--- begin Records provided ---
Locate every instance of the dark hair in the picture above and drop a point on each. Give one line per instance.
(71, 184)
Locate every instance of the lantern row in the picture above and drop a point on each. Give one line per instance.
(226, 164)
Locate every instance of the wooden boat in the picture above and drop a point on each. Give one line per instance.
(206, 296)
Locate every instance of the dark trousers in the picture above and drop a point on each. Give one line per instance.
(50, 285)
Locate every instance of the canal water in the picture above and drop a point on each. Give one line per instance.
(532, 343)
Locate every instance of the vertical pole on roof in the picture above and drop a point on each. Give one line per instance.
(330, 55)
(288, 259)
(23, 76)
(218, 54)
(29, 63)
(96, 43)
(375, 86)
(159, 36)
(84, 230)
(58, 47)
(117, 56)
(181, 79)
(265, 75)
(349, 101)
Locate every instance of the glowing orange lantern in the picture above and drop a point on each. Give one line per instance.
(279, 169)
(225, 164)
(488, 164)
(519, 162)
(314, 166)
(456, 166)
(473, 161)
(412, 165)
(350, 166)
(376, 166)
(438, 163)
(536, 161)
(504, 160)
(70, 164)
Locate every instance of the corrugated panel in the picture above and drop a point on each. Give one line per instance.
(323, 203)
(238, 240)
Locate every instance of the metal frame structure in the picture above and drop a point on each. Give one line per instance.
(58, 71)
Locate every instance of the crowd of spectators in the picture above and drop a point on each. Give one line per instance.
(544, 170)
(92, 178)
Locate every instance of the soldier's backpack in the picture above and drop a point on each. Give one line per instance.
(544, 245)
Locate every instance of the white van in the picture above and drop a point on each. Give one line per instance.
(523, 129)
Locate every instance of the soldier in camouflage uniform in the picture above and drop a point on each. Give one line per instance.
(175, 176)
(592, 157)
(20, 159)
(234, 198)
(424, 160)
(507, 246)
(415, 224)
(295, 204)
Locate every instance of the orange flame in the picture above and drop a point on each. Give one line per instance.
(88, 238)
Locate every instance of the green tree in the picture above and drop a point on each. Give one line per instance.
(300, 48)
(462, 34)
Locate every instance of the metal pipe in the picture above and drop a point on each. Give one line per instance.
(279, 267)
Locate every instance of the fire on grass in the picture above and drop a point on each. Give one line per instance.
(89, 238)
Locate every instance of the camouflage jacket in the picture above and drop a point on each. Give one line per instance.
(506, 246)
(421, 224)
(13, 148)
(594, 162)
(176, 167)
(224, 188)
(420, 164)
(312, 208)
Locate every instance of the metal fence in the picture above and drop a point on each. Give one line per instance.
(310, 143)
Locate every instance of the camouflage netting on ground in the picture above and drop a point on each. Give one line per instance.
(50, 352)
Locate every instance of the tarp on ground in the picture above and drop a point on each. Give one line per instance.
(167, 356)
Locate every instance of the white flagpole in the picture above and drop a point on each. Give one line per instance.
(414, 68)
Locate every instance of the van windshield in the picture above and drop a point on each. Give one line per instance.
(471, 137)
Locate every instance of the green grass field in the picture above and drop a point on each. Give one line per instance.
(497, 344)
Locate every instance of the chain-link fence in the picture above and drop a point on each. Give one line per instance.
--- end Records provided ---
▶ Problem description
Return all of the items above word for word and in their original order.

▶ Exercise result
Locate every instance of the dark hair in the picture above and drop a point on each. Give one line per instance.
(71, 184)
Locate every instance of the lantern row in the picture above and drop a point on each. Give one line per instance.
(226, 164)
Locate every instance of the wooden boat in the picture above and drop a point on each. Give one line per instance.
(206, 296)
Locate every instance of the dark trousers in the picture above and drop a point on each. Give one line per instance.
(50, 285)
Locate every instance of the canal water in the picture above and drop a point on each. Give one line per instance.
(532, 343)
Locate every instance of the vertical pole on roof in the picture above and drop a point on each. Give one line per instance.
(330, 55)
(288, 259)
(23, 76)
(218, 54)
(29, 63)
(96, 43)
(375, 86)
(159, 36)
(84, 230)
(58, 47)
(117, 56)
(181, 79)
(265, 75)
(349, 101)
Locate every instance of the glowing orange lantern in the picture above and drop a point on each. Give one line per instance.
(279, 169)
(225, 164)
(488, 164)
(519, 162)
(314, 166)
(456, 166)
(473, 161)
(412, 165)
(350, 166)
(376, 166)
(438, 163)
(536, 161)
(504, 160)
(70, 164)
Locate every instance of the corrugated panel in the picture above and drop a point on each. Give one line per instance.
(323, 203)
(238, 240)
Locate every instance of the metal frame structure in the picture above and drop a point on each. Give one line per instance.
(58, 71)
Locate every instance of the crowd of spectators in the picture above and drop a point on each. Give one line per instance.
(544, 170)
(92, 178)
Locate every instance of the soldier's backpack in the picture above and drop a point on each. Give one line per instance.
(544, 245)
Locate every instance of the white van in the picture above and drop a point on each. Give one line per instance.
(523, 129)
Locate every instance of the soldier in camouflage uniform in the picture above and drop a point on each. Give one line per instance.
(175, 176)
(592, 157)
(20, 159)
(234, 198)
(424, 160)
(507, 246)
(415, 224)
(295, 204)
Locate every instance of the orange flame in the picture above and drop a point on each. Give one line per instance.
(88, 238)
Locate every instance of the green tree in the picture above and drop a point on each. Give one line per instance.
(300, 48)
(462, 34)
Locate every instance of the metal pipe in the picture above and drop a point on each. Give one line per instance.
(279, 267)
Locate every instance of the fire on grass in the picture above and drop a point on each. Give one line per instance.
(89, 238)
Locate every instance of the camouflage jacket in the picture above and drop a point on each. Give one line per instance.
(506, 246)
(421, 224)
(13, 148)
(594, 162)
(176, 167)
(224, 188)
(420, 164)
(312, 208)
Locate every instance of the metal fence in the picture above and drop a point on each. Give one line per instance.
(310, 143)
Locate every instance of the camouflage netting on ground in the picture above and drop a point on each. Give one line per instance.
(50, 352)
Locate every instance of the tarp on ground in the picture above and drop a point on each. Give one line per instance.
(167, 356)
Locate every instance of the white flagpole in the picture above and drop a point on each. Give one line per instance.
(414, 68)
Locate every instance of the van windshield in the picture above and drop a point on each. Give one line per instance.
(471, 137)
Locate every instance of the green grass field in the picture above and drop a point on each. Give one line per instance.
(497, 344)
Locate every instance of the chain-link fence in the picture above and drop a point on each. Give one line per instance.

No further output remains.